**What to do**
Replace "pin" with "marker" throughout the listing, starting at the line that contains "shape [[144, 132]]." and ending at the line that contains "Target: window sill", and return only those lines with nothing else changed.

**Information supplied**
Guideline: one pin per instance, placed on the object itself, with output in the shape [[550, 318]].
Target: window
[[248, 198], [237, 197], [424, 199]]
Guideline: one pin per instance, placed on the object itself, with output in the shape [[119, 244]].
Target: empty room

* * *

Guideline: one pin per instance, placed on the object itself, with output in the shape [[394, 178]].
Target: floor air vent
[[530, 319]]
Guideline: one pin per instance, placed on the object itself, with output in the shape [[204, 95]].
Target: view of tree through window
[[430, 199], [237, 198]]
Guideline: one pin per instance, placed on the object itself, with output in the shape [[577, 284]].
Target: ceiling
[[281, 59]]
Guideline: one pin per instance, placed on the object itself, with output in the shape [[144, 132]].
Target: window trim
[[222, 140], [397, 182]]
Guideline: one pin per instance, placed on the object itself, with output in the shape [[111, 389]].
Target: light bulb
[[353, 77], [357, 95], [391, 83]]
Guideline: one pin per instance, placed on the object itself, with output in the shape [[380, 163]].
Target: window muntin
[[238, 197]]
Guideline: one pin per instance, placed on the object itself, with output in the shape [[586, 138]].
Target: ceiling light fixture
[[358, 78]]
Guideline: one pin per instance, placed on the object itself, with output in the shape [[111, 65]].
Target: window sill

==

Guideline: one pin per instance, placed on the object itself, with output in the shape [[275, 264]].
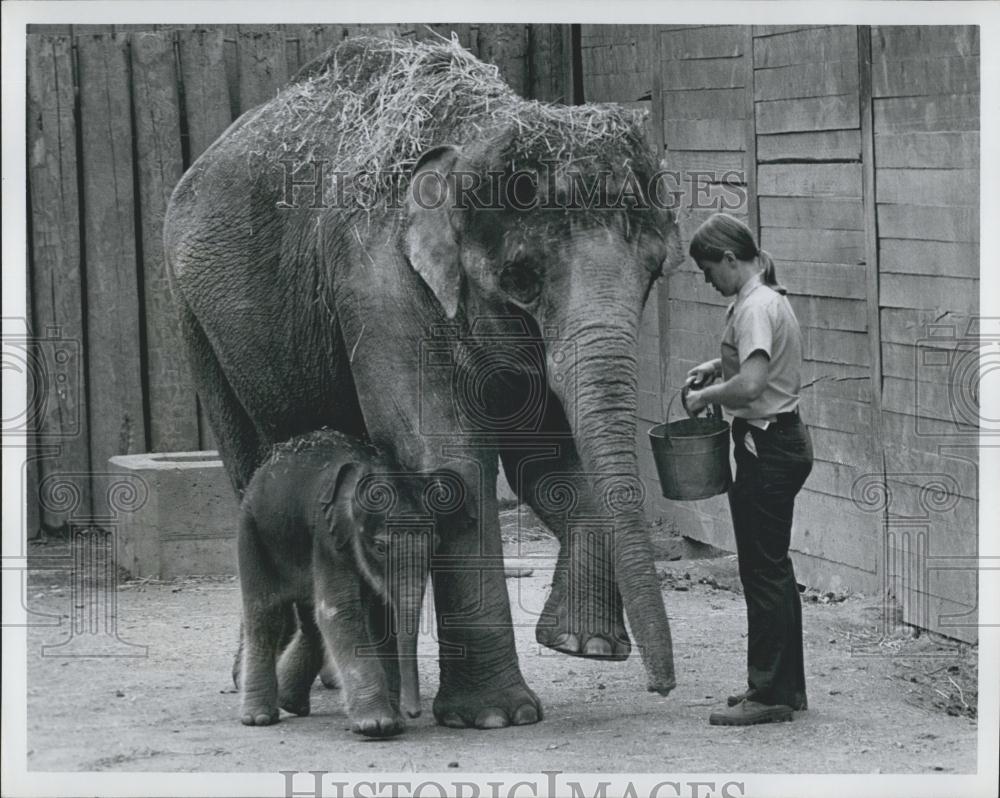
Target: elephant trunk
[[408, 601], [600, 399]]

**The response**
Guideline: one marker per instance, placed on the object itself, with output in the shape [[144, 132]].
Target: window trim
[[222, 140], [397, 182]]
Guideline: one marker per instance, placed on the object itself, with output in the shape [[111, 389]].
Target: light bulb
[[353, 77], [357, 95], [391, 83]]
Guideline: one marker per instance, placed on the object itself, with output in the shape [[380, 163]].
Target: window muntin
[[238, 197]]
Guideline: one marker per instance, placed on the object itself, with output in the shape [[586, 138]].
Target: ceiling light fixture
[[358, 78]]
Guideline: one marker per instance, placed on the object itself, with output in the shape [[111, 65]].
Target: window sill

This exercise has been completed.